begin Supplied material

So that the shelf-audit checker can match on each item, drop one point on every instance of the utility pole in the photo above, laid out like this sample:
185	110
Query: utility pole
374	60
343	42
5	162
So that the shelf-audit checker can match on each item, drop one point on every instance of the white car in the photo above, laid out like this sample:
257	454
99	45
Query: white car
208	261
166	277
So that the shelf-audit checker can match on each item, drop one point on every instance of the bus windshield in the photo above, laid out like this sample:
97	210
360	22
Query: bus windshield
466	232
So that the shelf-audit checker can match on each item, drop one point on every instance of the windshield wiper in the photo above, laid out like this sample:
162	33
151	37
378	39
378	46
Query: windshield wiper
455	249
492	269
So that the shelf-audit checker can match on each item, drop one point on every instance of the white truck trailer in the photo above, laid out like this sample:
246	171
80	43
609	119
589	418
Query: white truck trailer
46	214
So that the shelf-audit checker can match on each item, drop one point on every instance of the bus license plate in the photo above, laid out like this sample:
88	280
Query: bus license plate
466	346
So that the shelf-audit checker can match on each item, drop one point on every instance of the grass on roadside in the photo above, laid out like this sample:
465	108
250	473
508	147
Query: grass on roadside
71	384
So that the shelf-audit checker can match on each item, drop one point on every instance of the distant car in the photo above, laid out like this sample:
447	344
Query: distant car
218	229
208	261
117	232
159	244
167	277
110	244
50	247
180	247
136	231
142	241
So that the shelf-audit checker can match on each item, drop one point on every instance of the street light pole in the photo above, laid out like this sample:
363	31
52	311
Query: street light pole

end Supplied material

Aim of the task.
Copy out all of the lines above, word for word and number for number, with nothing changed, added, or left out.

Output of the task.
So that the shelf-audit checker can match on each item, drop one point on every instance of the utility pole in the photo above, laid out like this sample:
185	110
Query: utility pole
374	60
343	42
5	162
So that the shelf-audit checker can match on each item, drop one point on every instance of the white car in the photo above, laid out like this sample:
257	454
99	45
Query: white car
208	261
166	277
So that the shelf-audit checker can match on each item, drop one point on every instance of the bus windshield in the photo above, laid out like this sample:
97	210
360	22
Query: bus windshield
466	232
So that the shelf-audit checker can match on each item, drop one point on every instance of the windshield wiper in the photo above, laid out like this sample:
162	33
151	37
378	39
378	46
Query: windshield wiper
455	249
492	269
So that the shelf-audit checker can match on each item, drop one point on every instance of the white truck trailer in the photo above, laid out like this sample:
246	171
80	43
609	119
589	418
Query: white truck trailer
46	214
So that the shelf-audit checker can match on each item, drop one point on every instance of the bus license plate in the photo above, laid out like this sample:
88	280
Query: bus license plate
466	346
So that the shelf-audit checker can match on each item, drop one point on every instance of the grass on roadside in the photo above, laid out like this sample:
465	108
250	473
508	147
Query: grass on roadside
71	384
So that the shelf-audit checker can match on each item, drop one point on every instance of the distant car in the photo above, laid out like this sample:
447	344
Query: distant car
218	229
208	261
117	232
159	244
167	277
110	244
50	247
180	247
136	231
142	241
So that the shelf-audit checker can match on each item, drop one point on every instance of the street light pole in the photo above, laid out like this sample:
363	31
52	311
Query: street light pole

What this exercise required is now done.